== Annotated coordinate records ==
--- Start ---
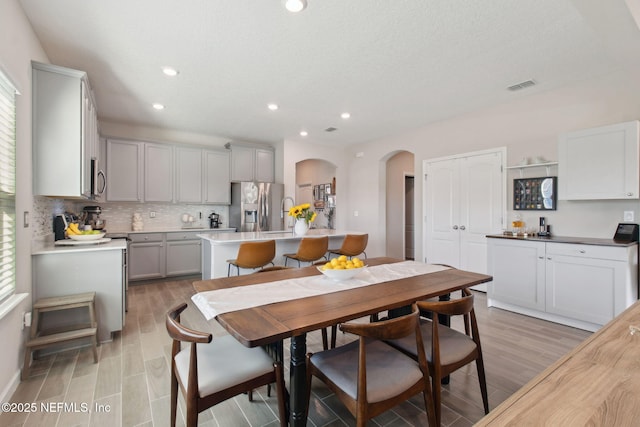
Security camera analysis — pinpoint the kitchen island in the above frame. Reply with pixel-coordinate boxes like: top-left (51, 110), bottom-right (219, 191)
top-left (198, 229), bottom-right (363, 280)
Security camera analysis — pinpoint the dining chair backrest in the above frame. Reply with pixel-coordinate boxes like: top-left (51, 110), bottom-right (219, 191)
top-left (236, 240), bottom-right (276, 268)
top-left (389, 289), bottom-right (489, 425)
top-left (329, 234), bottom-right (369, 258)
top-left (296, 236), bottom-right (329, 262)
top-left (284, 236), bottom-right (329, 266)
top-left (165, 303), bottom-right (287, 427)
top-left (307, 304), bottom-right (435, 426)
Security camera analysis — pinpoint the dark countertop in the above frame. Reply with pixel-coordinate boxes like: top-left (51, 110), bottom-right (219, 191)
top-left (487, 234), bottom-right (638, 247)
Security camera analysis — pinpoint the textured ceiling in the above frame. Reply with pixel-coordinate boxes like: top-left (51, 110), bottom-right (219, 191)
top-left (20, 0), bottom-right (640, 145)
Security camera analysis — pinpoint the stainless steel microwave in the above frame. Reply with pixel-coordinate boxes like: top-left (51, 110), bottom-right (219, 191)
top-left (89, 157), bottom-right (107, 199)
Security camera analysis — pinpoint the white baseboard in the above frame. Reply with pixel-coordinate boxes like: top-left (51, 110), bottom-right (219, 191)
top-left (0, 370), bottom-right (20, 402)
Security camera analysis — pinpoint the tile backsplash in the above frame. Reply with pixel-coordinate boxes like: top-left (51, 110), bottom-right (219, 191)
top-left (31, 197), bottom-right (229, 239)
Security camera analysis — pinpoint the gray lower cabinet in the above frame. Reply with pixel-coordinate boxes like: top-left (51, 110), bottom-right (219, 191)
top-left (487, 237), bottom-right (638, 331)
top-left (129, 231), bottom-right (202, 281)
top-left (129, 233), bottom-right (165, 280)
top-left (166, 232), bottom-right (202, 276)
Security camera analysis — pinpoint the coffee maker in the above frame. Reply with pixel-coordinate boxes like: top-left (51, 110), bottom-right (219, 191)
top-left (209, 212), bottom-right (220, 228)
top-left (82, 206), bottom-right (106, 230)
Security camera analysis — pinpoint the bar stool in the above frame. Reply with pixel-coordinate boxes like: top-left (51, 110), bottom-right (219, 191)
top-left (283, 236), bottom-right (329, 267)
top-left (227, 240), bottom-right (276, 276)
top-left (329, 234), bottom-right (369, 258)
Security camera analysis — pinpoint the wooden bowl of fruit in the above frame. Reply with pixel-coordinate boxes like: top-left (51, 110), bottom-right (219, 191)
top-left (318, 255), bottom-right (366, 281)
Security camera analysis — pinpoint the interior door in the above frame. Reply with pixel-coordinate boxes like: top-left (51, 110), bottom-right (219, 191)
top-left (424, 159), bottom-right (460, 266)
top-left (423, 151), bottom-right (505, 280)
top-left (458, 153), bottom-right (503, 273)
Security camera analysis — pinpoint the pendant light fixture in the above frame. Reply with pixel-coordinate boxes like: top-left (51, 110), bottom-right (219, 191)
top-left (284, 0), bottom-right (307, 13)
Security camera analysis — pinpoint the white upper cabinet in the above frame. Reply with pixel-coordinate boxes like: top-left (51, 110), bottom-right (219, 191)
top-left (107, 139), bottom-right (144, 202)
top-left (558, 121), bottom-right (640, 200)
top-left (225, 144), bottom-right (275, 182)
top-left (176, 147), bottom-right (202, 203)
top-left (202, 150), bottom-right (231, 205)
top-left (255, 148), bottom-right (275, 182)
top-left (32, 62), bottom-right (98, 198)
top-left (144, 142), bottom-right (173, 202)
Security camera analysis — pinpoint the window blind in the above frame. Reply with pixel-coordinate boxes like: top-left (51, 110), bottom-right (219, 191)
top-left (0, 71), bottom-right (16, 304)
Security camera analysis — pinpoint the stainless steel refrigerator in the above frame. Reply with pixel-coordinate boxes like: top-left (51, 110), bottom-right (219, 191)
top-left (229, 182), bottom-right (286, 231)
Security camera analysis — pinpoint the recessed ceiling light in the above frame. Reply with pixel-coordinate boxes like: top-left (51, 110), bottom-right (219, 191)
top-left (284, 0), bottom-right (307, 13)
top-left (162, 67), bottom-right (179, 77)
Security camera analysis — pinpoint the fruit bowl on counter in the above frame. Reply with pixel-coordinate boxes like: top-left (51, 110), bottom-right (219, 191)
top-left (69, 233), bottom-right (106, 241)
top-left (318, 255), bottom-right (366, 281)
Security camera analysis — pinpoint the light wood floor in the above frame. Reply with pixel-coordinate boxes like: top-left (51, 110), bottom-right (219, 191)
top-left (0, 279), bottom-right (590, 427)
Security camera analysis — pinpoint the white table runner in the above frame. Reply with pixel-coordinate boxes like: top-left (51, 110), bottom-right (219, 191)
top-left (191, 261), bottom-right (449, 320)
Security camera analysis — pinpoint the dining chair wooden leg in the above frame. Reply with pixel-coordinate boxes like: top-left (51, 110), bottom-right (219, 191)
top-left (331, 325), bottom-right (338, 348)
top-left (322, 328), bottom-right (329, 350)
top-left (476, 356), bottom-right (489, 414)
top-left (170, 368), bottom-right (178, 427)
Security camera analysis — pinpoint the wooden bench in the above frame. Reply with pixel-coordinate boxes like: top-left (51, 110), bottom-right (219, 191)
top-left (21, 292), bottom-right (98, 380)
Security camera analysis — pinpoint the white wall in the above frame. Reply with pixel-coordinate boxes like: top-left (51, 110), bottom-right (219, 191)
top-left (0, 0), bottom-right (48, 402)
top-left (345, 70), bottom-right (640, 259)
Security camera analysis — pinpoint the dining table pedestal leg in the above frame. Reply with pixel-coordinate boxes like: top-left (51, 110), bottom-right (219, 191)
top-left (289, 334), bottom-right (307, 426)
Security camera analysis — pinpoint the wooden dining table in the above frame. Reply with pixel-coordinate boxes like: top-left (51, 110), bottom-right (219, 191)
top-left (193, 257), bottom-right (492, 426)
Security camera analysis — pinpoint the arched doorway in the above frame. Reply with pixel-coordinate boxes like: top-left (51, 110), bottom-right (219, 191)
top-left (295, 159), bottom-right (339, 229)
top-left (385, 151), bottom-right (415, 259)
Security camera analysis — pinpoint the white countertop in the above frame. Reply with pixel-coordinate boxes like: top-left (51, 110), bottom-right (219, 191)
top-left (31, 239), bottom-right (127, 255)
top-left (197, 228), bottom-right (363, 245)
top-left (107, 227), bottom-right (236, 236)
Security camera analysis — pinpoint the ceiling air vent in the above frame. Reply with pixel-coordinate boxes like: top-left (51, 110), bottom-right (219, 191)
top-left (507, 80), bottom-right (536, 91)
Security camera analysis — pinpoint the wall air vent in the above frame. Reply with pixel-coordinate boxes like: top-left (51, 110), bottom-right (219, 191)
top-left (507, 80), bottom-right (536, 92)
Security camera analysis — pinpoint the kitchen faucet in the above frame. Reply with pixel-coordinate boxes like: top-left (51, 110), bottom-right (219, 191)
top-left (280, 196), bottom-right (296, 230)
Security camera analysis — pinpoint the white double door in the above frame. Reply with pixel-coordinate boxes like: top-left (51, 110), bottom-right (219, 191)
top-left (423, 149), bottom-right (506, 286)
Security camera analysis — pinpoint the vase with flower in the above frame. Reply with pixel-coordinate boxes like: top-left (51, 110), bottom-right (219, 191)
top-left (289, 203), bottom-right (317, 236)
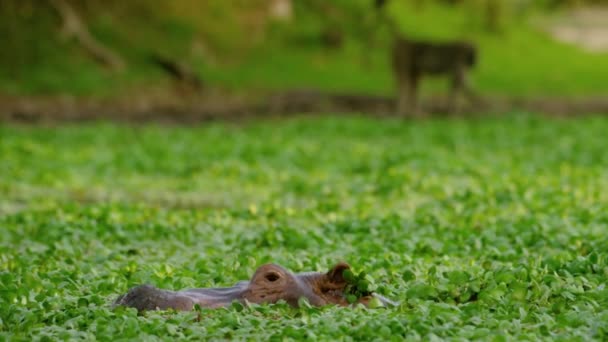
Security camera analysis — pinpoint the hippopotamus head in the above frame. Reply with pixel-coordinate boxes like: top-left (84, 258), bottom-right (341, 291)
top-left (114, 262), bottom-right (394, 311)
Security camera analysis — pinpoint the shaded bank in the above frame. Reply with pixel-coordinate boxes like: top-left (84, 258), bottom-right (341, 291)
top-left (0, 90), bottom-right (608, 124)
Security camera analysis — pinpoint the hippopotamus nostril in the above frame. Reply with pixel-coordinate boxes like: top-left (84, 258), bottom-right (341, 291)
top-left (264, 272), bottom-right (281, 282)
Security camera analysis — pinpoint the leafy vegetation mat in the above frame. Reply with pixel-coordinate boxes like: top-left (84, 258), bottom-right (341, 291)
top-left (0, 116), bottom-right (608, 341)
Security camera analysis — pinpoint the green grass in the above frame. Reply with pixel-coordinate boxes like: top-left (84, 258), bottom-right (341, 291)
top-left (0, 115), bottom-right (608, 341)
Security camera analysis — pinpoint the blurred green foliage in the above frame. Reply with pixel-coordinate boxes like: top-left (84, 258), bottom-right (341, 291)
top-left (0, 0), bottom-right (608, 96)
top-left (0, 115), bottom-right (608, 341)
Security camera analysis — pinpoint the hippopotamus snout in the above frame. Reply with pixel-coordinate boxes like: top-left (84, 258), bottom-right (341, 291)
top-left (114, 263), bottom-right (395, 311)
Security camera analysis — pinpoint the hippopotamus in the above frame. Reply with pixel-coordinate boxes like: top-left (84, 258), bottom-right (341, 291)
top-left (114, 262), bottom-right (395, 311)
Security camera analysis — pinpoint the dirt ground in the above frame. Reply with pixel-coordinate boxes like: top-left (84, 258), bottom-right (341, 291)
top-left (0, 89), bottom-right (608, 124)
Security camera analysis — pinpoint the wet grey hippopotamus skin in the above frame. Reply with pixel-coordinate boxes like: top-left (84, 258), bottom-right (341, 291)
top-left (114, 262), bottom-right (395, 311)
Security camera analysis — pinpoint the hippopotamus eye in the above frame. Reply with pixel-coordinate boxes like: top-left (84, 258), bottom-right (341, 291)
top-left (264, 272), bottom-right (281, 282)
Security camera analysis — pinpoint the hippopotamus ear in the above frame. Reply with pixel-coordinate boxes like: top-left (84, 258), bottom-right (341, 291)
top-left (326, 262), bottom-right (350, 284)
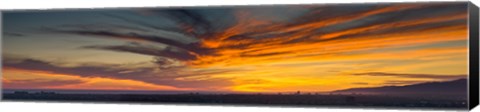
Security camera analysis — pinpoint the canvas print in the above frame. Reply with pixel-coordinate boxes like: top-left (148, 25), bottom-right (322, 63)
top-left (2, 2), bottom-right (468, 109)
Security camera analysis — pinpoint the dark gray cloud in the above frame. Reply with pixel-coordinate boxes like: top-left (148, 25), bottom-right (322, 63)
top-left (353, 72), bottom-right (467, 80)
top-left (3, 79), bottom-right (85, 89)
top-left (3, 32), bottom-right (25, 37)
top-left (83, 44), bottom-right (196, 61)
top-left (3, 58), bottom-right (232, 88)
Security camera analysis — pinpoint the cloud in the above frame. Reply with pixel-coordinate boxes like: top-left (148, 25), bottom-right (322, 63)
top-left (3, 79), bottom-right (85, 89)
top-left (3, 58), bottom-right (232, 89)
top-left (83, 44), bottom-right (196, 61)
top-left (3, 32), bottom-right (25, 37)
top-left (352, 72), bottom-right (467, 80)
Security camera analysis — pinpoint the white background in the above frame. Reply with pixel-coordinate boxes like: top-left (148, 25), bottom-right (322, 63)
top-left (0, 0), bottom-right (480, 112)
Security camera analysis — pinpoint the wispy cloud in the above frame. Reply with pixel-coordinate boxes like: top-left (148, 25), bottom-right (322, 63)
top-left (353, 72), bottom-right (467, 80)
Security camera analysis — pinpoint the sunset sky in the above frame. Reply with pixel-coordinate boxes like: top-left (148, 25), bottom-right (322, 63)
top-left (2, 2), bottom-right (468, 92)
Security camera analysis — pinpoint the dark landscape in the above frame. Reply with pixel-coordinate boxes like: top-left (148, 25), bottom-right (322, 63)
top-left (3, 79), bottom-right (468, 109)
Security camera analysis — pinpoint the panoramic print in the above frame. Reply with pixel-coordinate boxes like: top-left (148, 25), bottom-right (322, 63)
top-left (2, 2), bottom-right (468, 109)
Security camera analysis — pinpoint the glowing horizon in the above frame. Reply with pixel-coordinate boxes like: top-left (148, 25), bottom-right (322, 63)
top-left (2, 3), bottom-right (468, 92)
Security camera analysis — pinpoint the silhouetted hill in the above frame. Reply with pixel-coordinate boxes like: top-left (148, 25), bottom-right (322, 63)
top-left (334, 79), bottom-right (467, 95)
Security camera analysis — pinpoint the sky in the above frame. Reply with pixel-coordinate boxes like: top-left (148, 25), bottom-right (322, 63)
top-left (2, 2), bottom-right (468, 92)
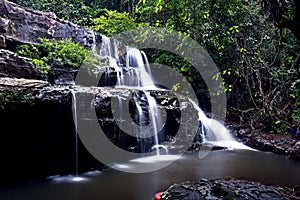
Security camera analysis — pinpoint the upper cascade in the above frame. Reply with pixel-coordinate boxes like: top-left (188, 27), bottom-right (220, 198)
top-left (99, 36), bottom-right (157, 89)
--- End ---
== PROBLEM TO SOLVE ==
Reproduce verbatim everything in the data from the line containing "Security camera analysis — pinpoint the vase" down to the line containing "top-left (114, 262), bottom-right (394, 311)", both of those lines included, and leave out the pictures.

== FINAL RESULT ==
Security camera analysis — pinpoint the vase with flower in the above frame. Reply with pixel-coordinate boxes like: top-left (51, 110), bottom-right (219, 191)
top-left (289, 203), bottom-right (317, 236)
Security camera analysis — pinpoint the hippopotamus head in the above frame. Reply with pixel-coordinate boxes like: top-left (84, 258), bottom-right (341, 291)
top-left (114, 262), bottom-right (394, 311)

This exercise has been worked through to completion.